# Bitcoin ARIMA analysis
Abstract: this analysis is an attempt to use ARIMA in analyzing bitcoin prices from the Bitstamp exchange. The objective is to create a model that is able to forecast future prices, identify trends, seasonality, and other remarkable properties. Theoretically, analysis like this could be used in trading. Bitstamp's data was made stationary by using log-diff followed by rolling average diff techniques; achieving a p-value of 7.659524e-26 on the Dickey-Fuller test. Through ACF and PACF an ARIMA model was built with (p,d,q) of (2,1,2) with an RSS of 0.235. Overall, the model was not a good predictor of Bitcoin's price.

In [None]:
%matplotlib inline
import numpy as np
import pandas as pd
import matplotlib.pyplot as plt
import matplotlib as mpl
import seaborn as sns
import datetime
from datetime import date
import random

import statsmodels.api as sm
from statsmodels.tsa.stattools import adfuller
from statsmodels.tsa.seasonal import seasonal_decompose
from statsmodels.tsa.stattools import acf, pacf
from statsmodels.tsa.arima_model import ARIMA
from statsmodels.tsa.stattools import acf, pacf
from statsmodels.graphics.tsaplots import plot_acf
from statsmodels.graphics.tsaplots import plot_pacf

import gc

import warnings
warnings.filterwarnings('ignore')

# Load the data

In [None]:
def load_data(filename):
    df = pd.read_csv('../input/{0}'.format(filename))
    df['Seconds'] = df.Timestamp.values.astype(int) # rename field
    df.Timestamp = pd.to_datetime(df.Timestamp, unit='s') # true timestamp
    df = df[df.Open.notnull()] # remove fields w/o data to lower memory requirements

    df = df.reset_index().drop('index', axis=1).reset_index()
    df['counter'] = df.index
    df = df.drop('index', axis=1)
    df = df.set_index('Seconds')
    df_original = df.copy()
    
    # downsample to days
    df = df.reset_index().set_index('Timestamp').resample('D').mean()
    df = pd.DataFrame(df)
    return (df,df_original)

Summary: data from Bitstamp is the most complete, but there are three missing rows. BTC-e has the most volume and price stability during the identified periods. Therefore, use Bitstamp as our base and backfill it with BTC-e.

Data given from the exchanges is on a per multiple second resolution. The candlestick graph of their data shows high volitility and swings within short periods of time. Projects goal is for create a timeseries on a per day basis, hence it is necessary to transforming the data using a smoothing technique to both improve the models predictability and lower the data size.

In [None]:
!ls ../input

In [None]:
# df1,df1_original = load_data('../input/btceUSD_1-min_data_2012-01-01_to_2017-05-31.csv')
df2,_ = load_data('coinbaseUSD_1-min_data_2014-12-01_to_2018-01-08.csv')
# df3,_ = load_data('../input/krakenUSD_1-min_data_2014-01-07_to_2017-05-31.csv')
df4,_ = load_data('bitstampUSD_1-min_data_2012-01-01_to_2018-01-08.csv')

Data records
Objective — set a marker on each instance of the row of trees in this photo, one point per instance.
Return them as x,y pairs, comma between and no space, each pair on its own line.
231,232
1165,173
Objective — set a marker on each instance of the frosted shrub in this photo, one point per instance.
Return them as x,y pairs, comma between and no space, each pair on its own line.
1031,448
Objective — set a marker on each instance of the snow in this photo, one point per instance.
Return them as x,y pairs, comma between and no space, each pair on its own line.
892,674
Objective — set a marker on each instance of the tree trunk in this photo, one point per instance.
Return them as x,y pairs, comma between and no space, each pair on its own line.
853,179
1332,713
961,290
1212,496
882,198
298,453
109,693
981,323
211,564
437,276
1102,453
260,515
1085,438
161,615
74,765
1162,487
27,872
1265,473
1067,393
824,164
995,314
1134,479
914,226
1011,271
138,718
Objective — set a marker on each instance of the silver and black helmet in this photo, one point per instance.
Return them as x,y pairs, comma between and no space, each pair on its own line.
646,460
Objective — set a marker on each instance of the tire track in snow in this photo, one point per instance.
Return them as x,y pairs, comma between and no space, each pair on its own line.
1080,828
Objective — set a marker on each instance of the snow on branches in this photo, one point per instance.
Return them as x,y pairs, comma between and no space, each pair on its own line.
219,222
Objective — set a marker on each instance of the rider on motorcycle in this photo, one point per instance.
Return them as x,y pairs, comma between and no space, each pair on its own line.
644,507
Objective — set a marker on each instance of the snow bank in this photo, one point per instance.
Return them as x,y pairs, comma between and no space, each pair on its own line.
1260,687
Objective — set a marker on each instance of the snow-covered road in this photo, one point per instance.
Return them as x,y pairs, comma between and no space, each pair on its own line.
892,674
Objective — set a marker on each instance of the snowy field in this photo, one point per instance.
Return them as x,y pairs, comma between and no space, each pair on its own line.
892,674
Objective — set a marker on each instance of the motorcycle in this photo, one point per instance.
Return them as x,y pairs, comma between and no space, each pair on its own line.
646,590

Given problem 1
Reproduce the Bitcoin ARIMA analysis from "# Load the data" up to and including "df_original = df.copy()".
Given problem 2
Answer these questions from the Bitcoin ARIMA analysis:
(a) What p-value did the Dickey-Fuller test reach?
(b) What (p,d,q) values did the ARIMA model use?
(c) Which exchange has the most volume and price stability during the identified periods?

Full solution 1
# Load the data

In [None]:
def load_data(filename):
    df = pd.read_csv('../input/{0}'.format(filename))
    df['Seconds'] = df.Timestamp.values.astype(int) # rename field
    df.Timestamp = pd.to_datetime(df.Timestamp, unit='s') # true timestamp
    df = df[df.Open.notnull()] # remove fields w/o data to lower memory requirements

    df = df.reset_index().drop('index', axis=1).reset_index()
    df['counter'] = df.index
    df = df.drop('index', axis=1)
    df = df.set_index('Seconds')
    df_original = df.copy()

Full solution 2
(a) 7.659524e-26
(b) (2,1,2)
(c) BTC-e